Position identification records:
============================================================
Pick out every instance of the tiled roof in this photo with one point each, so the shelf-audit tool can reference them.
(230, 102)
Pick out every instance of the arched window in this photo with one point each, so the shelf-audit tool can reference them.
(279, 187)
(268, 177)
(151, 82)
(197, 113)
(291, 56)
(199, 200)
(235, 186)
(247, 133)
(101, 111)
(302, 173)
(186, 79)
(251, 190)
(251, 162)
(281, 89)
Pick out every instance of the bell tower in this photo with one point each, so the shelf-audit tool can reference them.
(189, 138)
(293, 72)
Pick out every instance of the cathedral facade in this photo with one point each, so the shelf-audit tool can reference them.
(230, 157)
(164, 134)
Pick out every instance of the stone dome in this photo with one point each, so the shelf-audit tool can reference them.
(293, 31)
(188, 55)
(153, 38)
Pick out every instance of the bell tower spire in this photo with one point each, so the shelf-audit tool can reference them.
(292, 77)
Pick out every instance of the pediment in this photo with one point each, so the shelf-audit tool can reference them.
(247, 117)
============================================================
Could you duplicate every line of the listing above, word for word?

FULL SOLUTION ▸
Pick out every instance of the tiled roof in this photo with one point each, so the shelf-audit tool can reference them.
(230, 102)
Pick out every instance of the arched window in this photo with one point each, so the shelf-audit tool can reference them.
(279, 187)
(268, 177)
(151, 82)
(197, 113)
(291, 56)
(199, 200)
(235, 186)
(247, 133)
(101, 111)
(302, 173)
(186, 79)
(251, 190)
(251, 162)
(281, 89)
Pick out every instance of the bell tower in this photo with one point each, so the shelf-audit tool can reference them.
(189, 138)
(293, 72)
Pick out every instance of the cathedral facade in this photo with one point each, so the shelf-audit tool can reference them.
(230, 157)
(164, 134)
Pick out every instance of the stone dome in this photo with one point each, so the shelf-audit tool can reference them.
(293, 31)
(188, 55)
(153, 38)
Pick out every instance of the bell tower spire in this photo with one point each, so the shelf-audit tool can reference them.
(292, 77)
Pick out every instance of the pediment in this photo with one point each, so the shelf-audit tool can reference them.
(247, 117)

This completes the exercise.